Texte de la page:
Mikel Azurmendi : Non, non, ils semblent peut-être parfaits dans mon livre, comme de l'or qui brille. Mais pendant 50 ans de ma vie, je n'ai fait que regarder ce qui était mauvais dans l'Église. Y a-t-il beaucoup de gens qui regardent ce qu'il y a de bon dans l'Église ? Alors je suis allé voir ce qu'il y avait de bon parce que le mauvais, tu le connais et je le connais… Tu parles de choses « hors du commun ». En effet, l'accueil des enfants d'autrui n'est pas une chose banale, et j'ai vu qu'ils accueillent même des enfants malades, très handicapés, venus d'Afrique ou d'ailleurs avec des carences physiques et mentales. Pour moi c'était de la folie.

Consignes:
a) Selon l'extrait d'entretien, pour quelle raison Mikel Azurmendi est-il allé voir ce qu'il y avait de bon dans l'Église ? Expliquez-le en une à trois phrases.
b) D'après l'extrait d'entretien, pendant combien d'années Mikel Azurmendi n'a-t-il regardé que ce qui était mauvais dans l'Église ?
c) Rédigez la suite de l'extrait d'entretien à partir de sa dernière phrase.
Le listing constitue un matériau distinct de l'extrait d'entretien.

Données fournies:
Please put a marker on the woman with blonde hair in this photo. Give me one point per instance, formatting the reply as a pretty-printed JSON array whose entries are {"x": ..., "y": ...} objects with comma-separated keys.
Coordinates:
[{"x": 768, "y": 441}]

Réponses:
a) Pendant 50 ans de sa vie, il n'avait regardé que ce qui était mauvais dans l'Église, et ce mauvais, son interlocuteur et lui le connaissent déjà. C'est pourquoi il est allé voir ce qu'il y avait de bon.

b) Pendant 50 ans.

c)
Un ami à moi a reçu chez lui récemment deux jeunes, dont l'un avait besoin d'un logement pour faire ses études. Recevoir des jeunes inconnus, ça n'entre pas dans mes habitudes et pas non plus dans les habitudes de notre société. J'ai connu aussi un prêtre professeur d'Université qui, pendant la pandémie, s'est présenté comme volontaire dans un hôpital où les gens mouraient par centaines et où lui-même risquait la maladie. J'ai vu des jeunes qui allaient tous les vendredis soir, au lieu d'aller danser comme on le fait à leur âge, apporter à manger dans le quartier le plus marginal de Madrid, le plus inhumain, où ne vivent que des drogués, des gitans, des dealers. C'est déjà hors du commun, mais le faire pendant 24 ans consécutifs, c'est incroyable, mais cela se fait à Madrid, à Barcelone, et maintenant aussi Milan, en Italie.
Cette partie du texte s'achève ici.